TEXTO PROPORCIONADO:
+-------+

En paralelo, y en el caso particular de la migración desde Venezuela, el gobierno de ese país ha impulsado el Plan Vuelta a la Patria, un programa que no ha dado grandes resultados en relación con un retorno masivo, pero sí ha generado cierta esperanza en cuanto a una mejora en las condiciones de vida de sus ciudadanos y ciudadanas. El contexto latinoamericano, sin embargo, se ha vuelto más adverso en estos últimos años: según el informe “Refugee and Migrant Needs 2022”, publicado por la Plataforma Regional de Coordinación Interagencial para Refugiados y Migrantes de Venezuela (R4V), “los costos de vida, incluidos los alimentos, la energía, los alquileres y los medicamentos, se dispararon en toda la región, lo que afectó profundamente no solo a los refugiados y migrantes vulnerables, sino también a las comunidades de acogida”.

+-------+

MUESTRA DE REGISTROS:
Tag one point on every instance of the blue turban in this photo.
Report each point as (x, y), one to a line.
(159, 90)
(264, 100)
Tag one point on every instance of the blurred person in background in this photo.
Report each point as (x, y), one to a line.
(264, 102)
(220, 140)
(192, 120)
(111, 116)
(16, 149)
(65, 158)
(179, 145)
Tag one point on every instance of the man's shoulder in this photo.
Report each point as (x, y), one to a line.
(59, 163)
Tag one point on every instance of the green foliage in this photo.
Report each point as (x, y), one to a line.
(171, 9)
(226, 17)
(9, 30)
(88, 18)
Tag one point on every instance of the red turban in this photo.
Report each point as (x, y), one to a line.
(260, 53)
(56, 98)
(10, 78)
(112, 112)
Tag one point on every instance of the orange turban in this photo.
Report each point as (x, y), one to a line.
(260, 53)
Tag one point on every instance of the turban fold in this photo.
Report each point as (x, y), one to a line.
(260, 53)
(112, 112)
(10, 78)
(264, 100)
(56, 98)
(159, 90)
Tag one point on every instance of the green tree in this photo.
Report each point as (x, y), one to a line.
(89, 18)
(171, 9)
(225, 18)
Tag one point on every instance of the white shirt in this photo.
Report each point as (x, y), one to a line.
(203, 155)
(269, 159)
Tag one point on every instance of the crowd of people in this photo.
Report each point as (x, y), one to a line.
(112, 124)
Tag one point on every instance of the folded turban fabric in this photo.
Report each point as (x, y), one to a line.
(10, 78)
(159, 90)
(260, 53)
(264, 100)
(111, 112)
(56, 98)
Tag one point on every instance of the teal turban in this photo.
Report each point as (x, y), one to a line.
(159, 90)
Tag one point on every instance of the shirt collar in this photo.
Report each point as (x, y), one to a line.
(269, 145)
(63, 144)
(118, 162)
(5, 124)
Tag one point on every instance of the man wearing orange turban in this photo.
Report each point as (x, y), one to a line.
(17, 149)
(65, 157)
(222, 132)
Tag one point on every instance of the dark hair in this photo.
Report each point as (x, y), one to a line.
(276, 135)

+-------+

Resume en dos oraciones el texto sobre la migración venezolana. Los registros son un material aparte, sin relación con el texto.

El gobierno de Venezuela ha impulsado el Plan Vuelta a la Patria, que no ha logrado un retorno masivo pero sí ha generado cierta esperanza de mejores condiciones de vida para sus ciudadanos y ciudadanas. Sin embargo, el contexto latinoamericano se ha vuelto más adverso en los últimos años, ya que, según un informe de la R4V, los costos de vida se dispararon en toda la región y afectaron tanto a refugiados y migrantes vulnerables como a las comunidades de acogida.